SELECTION:

Women like these are often the first responders in crisis and experts in peacebuilding, but have long been excluded from peace processes. They are seeking leadership at the negotiating table, which results in more sustainable, inclusive and longer-lasting peace. The US owes them concrete support after decades of bombing their communities and worsening threats to women.

Policy Recommendations

Repeal the AUMF. It’s high time to repeal the AUMF, which has been used to justify endless US military intervention abroad for 18 years.

Turn from war to peace. Instead of its “military first” strategy, the US must shift to a feminist foreign policy that emphasizes diplomacy, cooperative approaches to conflict resolution, and support for struggling communities and grassroots women-led movements. In Iran, for instance, rather than escalating towards war, the US must recommit to the Iran nuclear deal, which had shown concrete gains.

Support women’s solutions. Women at the grassroots are mobilizing for an end to conflict locally, nationally, and globally; creating humanitarian aid corridors to feed families in warzones; seeking justice for victims of sexual violence; and pushing for the safety of refugees and vulnerable communities. The US must lift up women’s solutions, which address the root causes of conflict, enhance community economic and social resilience, and advance human rights.

Elevate the role of women at the negotiating table. The evidence is clear: broadened peace processes that are inclusive of women and civil society groups are 35% more likely to last at least fifteen years than those that include only armed actors and political parties. Yet, women represent only 4% of major peace accord signatories in the last 20 years. Despite releasing a Strategy on Women, Peace, and Security, the Trump administration has excluded women from Afghanistan’s peace process. Justice demands that the US dedicate tangible resources to ensuring that women are at the negotiating table, especially to end the wars it has fueled in countries like Afghanistan, Yemen, and Syria.

WHAT YOU NEED TO DO:
Quote the passage on women in peacebuilding between "Policy Recommendations" and "for 18 years.", inclusive. The rows after this point are separate material, unconnected to the passage on women in peacebuilding.

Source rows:
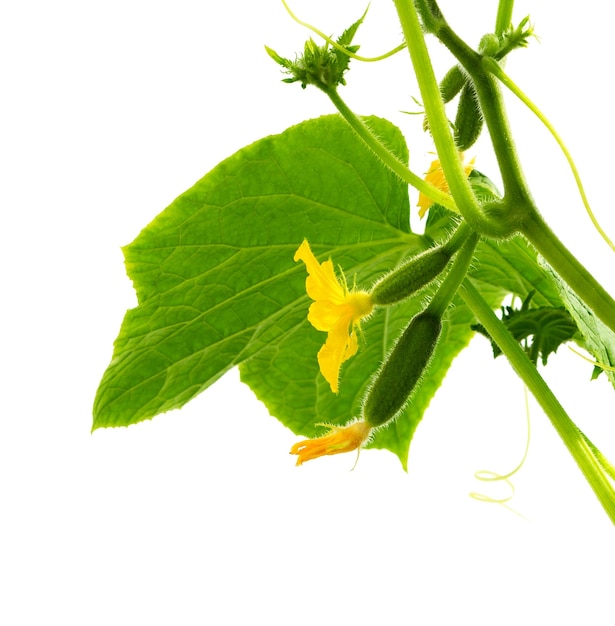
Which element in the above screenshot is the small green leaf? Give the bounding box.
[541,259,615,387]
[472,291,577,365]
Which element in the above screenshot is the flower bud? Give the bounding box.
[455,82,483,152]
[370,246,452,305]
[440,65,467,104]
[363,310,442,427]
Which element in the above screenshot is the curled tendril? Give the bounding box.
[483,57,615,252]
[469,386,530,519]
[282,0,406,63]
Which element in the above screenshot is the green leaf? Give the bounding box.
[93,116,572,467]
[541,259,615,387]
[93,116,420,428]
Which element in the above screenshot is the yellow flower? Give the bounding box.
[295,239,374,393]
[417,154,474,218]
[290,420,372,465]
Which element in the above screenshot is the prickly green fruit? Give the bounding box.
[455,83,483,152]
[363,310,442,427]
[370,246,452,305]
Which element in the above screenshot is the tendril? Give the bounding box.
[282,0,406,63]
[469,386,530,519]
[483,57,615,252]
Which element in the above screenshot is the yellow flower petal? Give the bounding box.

RESPONSE FOR THIS EXERCISE:
Policy Recommendations

Repeal the AUMF. It’s high time to repeal the AUMF, which has been used to justify endless US military intervention abroad for 18 years.